## EXERCISE DETAILS
Reproduce the material below word for word, keeping every line the same.

[Saved entries]
# # # # #

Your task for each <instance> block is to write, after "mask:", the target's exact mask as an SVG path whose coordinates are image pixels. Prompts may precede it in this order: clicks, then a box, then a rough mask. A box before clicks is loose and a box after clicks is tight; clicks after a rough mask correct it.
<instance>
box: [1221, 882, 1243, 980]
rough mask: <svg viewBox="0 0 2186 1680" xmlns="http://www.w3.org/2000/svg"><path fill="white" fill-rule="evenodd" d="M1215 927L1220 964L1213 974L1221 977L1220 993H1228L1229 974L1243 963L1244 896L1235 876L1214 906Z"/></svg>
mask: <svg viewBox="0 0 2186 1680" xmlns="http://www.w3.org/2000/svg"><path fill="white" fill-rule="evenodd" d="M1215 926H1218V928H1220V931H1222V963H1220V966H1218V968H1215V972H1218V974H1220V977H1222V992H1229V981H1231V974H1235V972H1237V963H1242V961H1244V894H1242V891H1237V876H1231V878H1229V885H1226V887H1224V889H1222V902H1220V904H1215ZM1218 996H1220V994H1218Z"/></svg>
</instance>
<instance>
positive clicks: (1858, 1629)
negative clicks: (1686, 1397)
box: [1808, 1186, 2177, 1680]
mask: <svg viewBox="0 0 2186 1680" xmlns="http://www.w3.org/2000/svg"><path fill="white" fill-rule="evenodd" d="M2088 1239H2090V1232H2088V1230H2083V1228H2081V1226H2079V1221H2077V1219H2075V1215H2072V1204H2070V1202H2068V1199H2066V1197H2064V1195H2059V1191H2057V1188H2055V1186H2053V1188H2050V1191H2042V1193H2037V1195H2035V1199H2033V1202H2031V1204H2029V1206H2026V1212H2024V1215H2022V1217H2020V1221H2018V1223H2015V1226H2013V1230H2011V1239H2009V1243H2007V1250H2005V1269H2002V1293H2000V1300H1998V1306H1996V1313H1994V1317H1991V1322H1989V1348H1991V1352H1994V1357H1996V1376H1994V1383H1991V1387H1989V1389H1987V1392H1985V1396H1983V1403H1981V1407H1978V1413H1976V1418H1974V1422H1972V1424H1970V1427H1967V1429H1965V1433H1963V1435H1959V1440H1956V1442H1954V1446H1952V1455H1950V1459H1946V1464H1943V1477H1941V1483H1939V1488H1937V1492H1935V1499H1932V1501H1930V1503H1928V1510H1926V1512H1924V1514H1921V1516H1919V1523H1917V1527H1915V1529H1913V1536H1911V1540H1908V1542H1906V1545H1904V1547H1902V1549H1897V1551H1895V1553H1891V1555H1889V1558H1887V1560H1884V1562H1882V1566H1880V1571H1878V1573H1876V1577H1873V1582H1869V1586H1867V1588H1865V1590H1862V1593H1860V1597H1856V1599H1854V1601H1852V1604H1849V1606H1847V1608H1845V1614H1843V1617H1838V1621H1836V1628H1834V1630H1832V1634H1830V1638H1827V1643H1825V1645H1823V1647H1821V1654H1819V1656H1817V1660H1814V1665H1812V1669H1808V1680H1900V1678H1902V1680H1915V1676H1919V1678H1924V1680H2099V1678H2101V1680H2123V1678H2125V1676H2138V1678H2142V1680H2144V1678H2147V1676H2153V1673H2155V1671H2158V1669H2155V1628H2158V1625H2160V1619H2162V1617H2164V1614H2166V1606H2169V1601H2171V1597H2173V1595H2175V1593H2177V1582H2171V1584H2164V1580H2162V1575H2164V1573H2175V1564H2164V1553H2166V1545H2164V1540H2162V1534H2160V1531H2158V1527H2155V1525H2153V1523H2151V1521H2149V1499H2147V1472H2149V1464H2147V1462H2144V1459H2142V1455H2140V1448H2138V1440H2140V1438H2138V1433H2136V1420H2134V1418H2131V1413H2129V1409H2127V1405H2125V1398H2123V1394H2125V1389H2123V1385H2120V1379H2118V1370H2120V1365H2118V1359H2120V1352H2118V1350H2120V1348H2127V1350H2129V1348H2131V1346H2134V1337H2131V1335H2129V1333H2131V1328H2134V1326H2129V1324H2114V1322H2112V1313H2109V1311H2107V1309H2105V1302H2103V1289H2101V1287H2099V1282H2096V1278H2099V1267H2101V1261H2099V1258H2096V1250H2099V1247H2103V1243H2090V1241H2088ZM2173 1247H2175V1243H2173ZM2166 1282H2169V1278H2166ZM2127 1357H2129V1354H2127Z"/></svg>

# # # # #

## RESULT BELOW
Your task for each <instance> block is to write, after "mask:", the target's exact mask as an SVG path whose coordinates are image pixels. Prompts may precede it in this order: clicks, then a box, then a rough mask. A box before clicks is loose and a box after clicks is tight; clicks after a rough mask correct it.
<instance>
box: [1221, 882, 1243, 980]
rough mask: <svg viewBox="0 0 2186 1680" xmlns="http://www.w3.org/2000/svg"><path fill="white" fill-rule="evenodd" d="M1215 927L1220 964L1213 974L1221 977L1220 993H1228L1229 974L1243 963L1244 896L1235 876L1214 906Z"/></svg>
mask: <svg viewBox="0 0 2186 1680" xmlns="http://www.w3.org/2000/svg"><path fill="white" fill-rule="evenodd" d="M1215 926H1218V928H1220V931H1222V963H1220V966H1218V968H1215V972H1218V974H1220V977H1222V992H1229V981H1231V974H1235V972H1237V963H1242V961H1244V894H1242V891H1237V876H1231V878H1229V885H1226V887H1224V889H1222V902H1220V904H1215ZM1218 996H1220V994H1218Z"/></svg>
</instance>
<instance>
positive clicks: (1858, 1629)
negative clicks: (1686, 1397)
box: [1808, 1186, 2177, 1680]
mask: <svg viewBox="0 0 2186 1680" xmlns="http://www.w3.org/2000/svg"><path fill="white" fill-rule="evenodd" d="M2088 1239H2090V1232H2088V1230H2083V1228H2081V1226H2079V1221H2077V1219H2075V1215H2072V1204H2070V1202H2068V1199H2066V1197H2064V1195H2059V1191H2057V1188H2055V1186H2053V1188H2050V1191H2042V1193H2037V1195H2035V1199H2033V1202H2031V1204H2029V1206H2026V1212H2024V1215H2022V1217H2020V1221H2018V1223H2015V1226H2013V1230H2011V1239H2009V1243H2007V1250H2005V1269H2002V1293H2000V1300H1998V1306H1996V1313H1994V1317H1991V1322H1989V1348H1991V1352H1994V1357H1996V1376H1994V1383H1991V1387H1989V1389H1987V1392H1985V1396H1983V1403H1981V1407H1978V1413H1976V1418H1974V1422H1972V1424H1970V1427H1967V1429H1965V1433H1963V1435H1959V1440H1956V1442H1954V1446H1952V1455H1950V1459H1946V1464H1943V1477H1941V1483H1939V1488H1937V1492H1935V1499H1932V1501H1930V1503H1928V1510H1926V1512H1924V1514H1921V1516H1919V1523H1917V1527H1915V1529H1913V1536H1911V1540H1908V1542H1906V1545H1904V1547H1902V1549H1897V1551H1895V1553H1891V1555H1889V1558H1887V1560H1884V1562H1882V1566H1880V1571H1878V1573H1876V1577H1873V1582H1869V1586H1867V1588H1865V1590H1862V1593H1860V1597H1856V1599H1854V1601H1852V1604H1849V1606H1847V1608H1845V1614H1843V1617H1838V1621H1836V1628H1834V1630H1832V1634H1830V1638H1827V1643H1825V1645H1823V1647H1821V1654H1819V1656H1817V1660H1814V1665H1812V1669H1808V1680H1900V1678H1902V1680H1915V1676H1919V1678H1924V1680H2099V1678H2101V1680H2123V1678H2125V1676H2138V1678H2142V1680H2144V1678H2147V1676H2153V1673H2155V1671H2158V1669H2155V1628H2158V1625H2160V1619H2162V1617H2164V1614H2166V1606H2169V1601H2171V1597H2173V1595H2175V1593H2177V1582H2171V1584H2164V1580H2162V1575H2164V1573H2175V1564H2164V1553H2166V1545H2164V1540H2162V1534H2160V1531H2158V1527H2155V1525H2153V1523H2151V1521H2149V1499H2147V1472H2149V1464H2147V1462H2144V1459H2142V1455H2140V1448H2138V1440H2140V1438H2138V1433H2136V1420H2134V1418H2131V1413H2129V1409H2127V1405H2125V1398H2123V1394H2125V1389H2123V1385H2120V1379H2118V1370H2120V1365H2118V1359H2120V1352H2118V1350H2120V1348H2127V1350H2129V1348H2131V1346H2134V1337H2131V1335H2129V1333H2131V1328H2134V1326H2129V1324H2114V1322H2112V1313H2109V1311H2107V1309H2105V1302H2103V1289H2101V1287H2099V1282H2096V1278H2099V1267H2101V1261H2099V1258H2096V1250H2099V1247H2103V1243H2090V1241H2088ZM2173 1247H2175V1243H2173ZM2166 1282H2169V1278H2166ZM2127 1357H2129V1354H2127Z"/></svg>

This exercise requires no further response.